Recorded data
---------------
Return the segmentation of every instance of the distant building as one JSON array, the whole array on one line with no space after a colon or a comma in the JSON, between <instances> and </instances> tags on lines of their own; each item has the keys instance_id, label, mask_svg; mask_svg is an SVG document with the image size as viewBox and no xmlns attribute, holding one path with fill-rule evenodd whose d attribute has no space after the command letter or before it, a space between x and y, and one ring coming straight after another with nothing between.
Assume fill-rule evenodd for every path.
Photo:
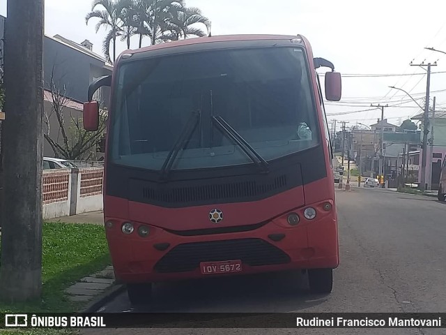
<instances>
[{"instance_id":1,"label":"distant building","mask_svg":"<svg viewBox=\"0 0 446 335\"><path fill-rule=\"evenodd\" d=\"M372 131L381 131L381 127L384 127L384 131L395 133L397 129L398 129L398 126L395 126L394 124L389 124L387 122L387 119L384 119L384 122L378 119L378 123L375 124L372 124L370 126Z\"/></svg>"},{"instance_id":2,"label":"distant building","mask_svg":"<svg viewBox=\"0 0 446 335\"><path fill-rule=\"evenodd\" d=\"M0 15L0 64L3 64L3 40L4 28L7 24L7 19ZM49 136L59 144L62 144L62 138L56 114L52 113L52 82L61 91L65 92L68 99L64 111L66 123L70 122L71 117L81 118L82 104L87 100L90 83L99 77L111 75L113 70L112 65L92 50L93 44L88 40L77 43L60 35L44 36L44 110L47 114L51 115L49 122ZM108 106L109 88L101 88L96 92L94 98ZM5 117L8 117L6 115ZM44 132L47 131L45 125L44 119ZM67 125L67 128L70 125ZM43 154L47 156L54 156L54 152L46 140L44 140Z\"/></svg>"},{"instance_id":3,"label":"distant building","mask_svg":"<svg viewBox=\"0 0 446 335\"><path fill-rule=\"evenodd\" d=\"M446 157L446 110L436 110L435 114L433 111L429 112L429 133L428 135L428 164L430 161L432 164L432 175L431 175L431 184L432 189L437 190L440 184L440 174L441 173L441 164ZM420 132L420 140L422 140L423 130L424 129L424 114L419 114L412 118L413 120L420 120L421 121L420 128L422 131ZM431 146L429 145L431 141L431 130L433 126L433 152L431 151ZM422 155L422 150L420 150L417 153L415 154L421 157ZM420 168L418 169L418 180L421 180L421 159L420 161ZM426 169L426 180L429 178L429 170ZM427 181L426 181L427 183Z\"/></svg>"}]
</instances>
---------------
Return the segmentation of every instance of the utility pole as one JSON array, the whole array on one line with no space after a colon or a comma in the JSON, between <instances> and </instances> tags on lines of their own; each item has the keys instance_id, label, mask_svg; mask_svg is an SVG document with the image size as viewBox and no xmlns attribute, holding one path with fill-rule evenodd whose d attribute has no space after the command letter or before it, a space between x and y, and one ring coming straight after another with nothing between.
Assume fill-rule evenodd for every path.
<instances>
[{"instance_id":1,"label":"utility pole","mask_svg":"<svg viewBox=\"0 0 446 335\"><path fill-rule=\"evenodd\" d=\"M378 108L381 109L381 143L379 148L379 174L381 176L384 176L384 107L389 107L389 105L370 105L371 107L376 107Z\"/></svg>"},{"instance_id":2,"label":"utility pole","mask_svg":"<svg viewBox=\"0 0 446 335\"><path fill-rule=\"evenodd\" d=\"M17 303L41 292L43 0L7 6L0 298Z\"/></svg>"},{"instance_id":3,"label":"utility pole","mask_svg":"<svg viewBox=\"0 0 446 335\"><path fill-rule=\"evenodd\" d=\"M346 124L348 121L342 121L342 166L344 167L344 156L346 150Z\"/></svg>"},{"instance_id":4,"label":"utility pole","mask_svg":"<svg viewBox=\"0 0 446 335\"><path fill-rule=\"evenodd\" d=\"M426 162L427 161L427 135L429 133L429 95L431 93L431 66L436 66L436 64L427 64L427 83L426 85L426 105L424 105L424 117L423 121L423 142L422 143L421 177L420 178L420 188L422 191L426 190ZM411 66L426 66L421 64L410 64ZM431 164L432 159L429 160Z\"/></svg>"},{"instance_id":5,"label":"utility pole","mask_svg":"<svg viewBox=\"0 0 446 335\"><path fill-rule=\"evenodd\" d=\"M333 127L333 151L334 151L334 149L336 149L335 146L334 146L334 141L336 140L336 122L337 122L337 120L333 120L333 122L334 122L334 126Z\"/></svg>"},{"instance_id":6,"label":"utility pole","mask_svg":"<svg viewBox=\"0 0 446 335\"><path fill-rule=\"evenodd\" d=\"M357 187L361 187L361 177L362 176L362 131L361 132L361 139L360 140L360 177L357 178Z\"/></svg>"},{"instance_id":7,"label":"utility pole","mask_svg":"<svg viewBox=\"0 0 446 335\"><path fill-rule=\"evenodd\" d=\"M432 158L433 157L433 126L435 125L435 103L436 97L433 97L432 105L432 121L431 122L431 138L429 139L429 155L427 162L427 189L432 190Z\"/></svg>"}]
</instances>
---------------
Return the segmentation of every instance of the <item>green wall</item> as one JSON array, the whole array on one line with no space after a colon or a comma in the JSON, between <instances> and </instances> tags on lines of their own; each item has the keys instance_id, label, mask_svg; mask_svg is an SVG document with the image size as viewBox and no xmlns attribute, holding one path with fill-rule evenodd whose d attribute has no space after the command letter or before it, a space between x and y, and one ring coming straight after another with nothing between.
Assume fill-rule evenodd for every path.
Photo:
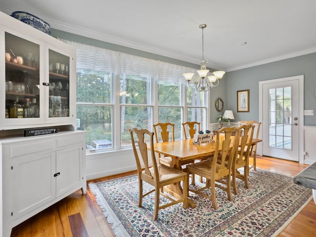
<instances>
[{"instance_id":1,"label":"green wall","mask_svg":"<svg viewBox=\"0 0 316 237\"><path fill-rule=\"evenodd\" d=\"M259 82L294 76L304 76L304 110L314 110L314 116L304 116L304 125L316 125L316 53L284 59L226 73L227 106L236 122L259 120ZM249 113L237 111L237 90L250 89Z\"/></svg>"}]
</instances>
---------------
• _Aim_
Turn the stretch of entries from the line containing "Return the segmentation of every instance of the utility" through the line containing "108L381 109L381 143L379" into a two-column CSV with the headers input and output, one row per entry. Put each entry's text and its answer in one quoted field each, and replace any line breaks with spaces.

• _Solved problem_
input,output
"Return the segmentation of every instance of the utility pole as one JSON array, the whole array on one line with no space after a colon or a comma in the JSON, between <instances> and </instances> tags on lines of their own; each item has the keys instance_id, label, mask_svg; mask_svg is an SVG document with the image size as viewBox and no xmlns attribute, holding one path with fill-rule evenodd whose d attribute has no space after the command letter or before it, a space between x and y, and one ring coming straight after another with nothing between. Assume fill-rule evenodd for every path.","<instances> [{""instance_id"":1,""label"":""utility pole"",""mask_svg"":""<svg viewBox=\""0 0 446 335\""><path fill-rule=\""evenodd\"" d=\""M378 108L381 109L381 143L379 148L379 174L381 176L384 176L384 107L389 107L389 105L370 105L371 107L376 107Z\""/></svg>""},{""instance_id"":2,""label"":""utility pole"",""mask_svg"":""<svg viewBox=\""0 0 446 335\""><path fill-rule=\""evenodd\"" d=\""M17 303L41 292L43 0L7 6L0 298Z\""/></svg>""},{""instance_id"":3,""label"":""utility pole"",""mask_svg"":""<svg viewBox=\""0 0 446 335\""><path fill-rule=\""evenodd\"" d=\""M346 124L348 121L342 121L342 166L344 167L344 156L346 150Z\""/></svg>""},{""instance_id"":4,""label"":""utility pole"",""mask_svg"":""<svg viewBox=\""0 0 446 335\""><path fill-rule=\""evenodd\"" d=\""M426 162L427 161L427 135L429 133L429 95L431 93L431 66L436 66L436 64L427 64L427 83L426 85L426 105L424 105L424 117L423 121L423 142L422 143L421 177L420 178L420 188L422 191L426 190ZM411 66L426 66L421 64L410 64ZM431 164L432 159L429 160Z\""/></svg>""},{""instance_id"":5,""label"":""utility pole"",""mask_svg"":""<svg viewBox=\""0 0 446 335\""><path fill-rule=\""evenodd\"" d=\""M333 127L333 151L334 151L334 149L336 149L335 146L334 146L334 141L336 140L336 122L337 122L337 120L333 120L333 122L334 122L334 126Z\""/></svg>""},{""instance_id"":6,""label"":""utility pole"",""mask_svg"":""<svg viewBox=\""0 0 446 335\""><path fill-rule=\""evenodd\"" d=\""M357 187L361 187L361 177L362 176L362 131L361 132L361 139L360 140L360 177L357 178Z\""/></svg>""},{""instance_id"":7,""label"":""utility pole"",""mask_svg"":""<svg viewBox=\""0 0 446 335\""><path fill-rule=\""evenodd\"" d=\""M432 158L433 157L433 126L435 125L435 103L436 97L433 97L432 105L432 121L431 122L431 138L429 139L429 155L427 162L427 189L432 190Z\""/></svg>""}]"